TASK GOAL - Produce all the records again exactly as they stand.

-------- RECORD SET --------

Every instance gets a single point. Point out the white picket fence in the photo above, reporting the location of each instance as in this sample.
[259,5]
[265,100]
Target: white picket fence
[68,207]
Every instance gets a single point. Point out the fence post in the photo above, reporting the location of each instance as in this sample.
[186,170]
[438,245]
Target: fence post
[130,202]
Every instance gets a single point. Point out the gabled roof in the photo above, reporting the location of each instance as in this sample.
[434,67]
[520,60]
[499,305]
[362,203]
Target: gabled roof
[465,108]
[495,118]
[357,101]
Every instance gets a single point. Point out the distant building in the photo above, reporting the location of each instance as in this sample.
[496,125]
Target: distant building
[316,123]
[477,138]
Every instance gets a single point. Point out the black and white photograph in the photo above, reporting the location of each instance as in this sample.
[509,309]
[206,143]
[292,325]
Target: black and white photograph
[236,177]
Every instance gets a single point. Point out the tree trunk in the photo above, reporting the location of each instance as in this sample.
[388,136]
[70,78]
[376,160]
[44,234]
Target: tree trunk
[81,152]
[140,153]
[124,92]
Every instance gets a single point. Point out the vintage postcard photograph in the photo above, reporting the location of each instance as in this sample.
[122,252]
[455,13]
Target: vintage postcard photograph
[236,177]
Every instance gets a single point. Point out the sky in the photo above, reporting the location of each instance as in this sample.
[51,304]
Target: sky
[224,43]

--------

SOLUTION BELOW -
Every instance gets a single point. Point out the white picket fence in the photo above, reporting the location of each instance as in this sample.
[259,5]
[265,100]
Target: white picket fence
[68,207]
Every instance gets a single point. Point out the fence post in the photo above, reporting the location of each instance as in this sample.
[186,170]
[438,245]
Target: fence post
[130,202]
Every instance gets a single point. Point out the gabled roof in the photo above, reporting the location of each instance as in this sample.
[434,67]
[520,60]
[499,305]
[362,203]
Target: gabled roof
[465,108]
[495,118]
[357,101]
Every instance gets a single point. Point out the distant building in the photo above, reporting the location of each instance as in this sample.
[496,125]
Target: distant building
[316,123]
[477,138]
Every instance gets a single point. Point out the black and white photograph in the photo above, reporting the location of each instance as in this sample.
[509,309]
[206,143]
[292,325]
Target: black and white photograph
[236,177]
Every instance gets a single point. Point out the tree trunk in the photo above, reporting the location of each instance as in this sample.
[388,136]
[70,78]
[376,160]
[44,234]
Target: tree trunk
[81,152]
[140,153]
[124,92]
Every instance gets a single point. Point out the vintage postcard photograph in the photo above, reporting the location of each instance as in this sample.
[122,252]
[455,13]
Target: vintage postcard photograph
[236,177]
Every instance gets a single point. Point out the sky in the photo above, reporting the location of each instance as in this sample.
[51,304]
Target: sky
[224,43]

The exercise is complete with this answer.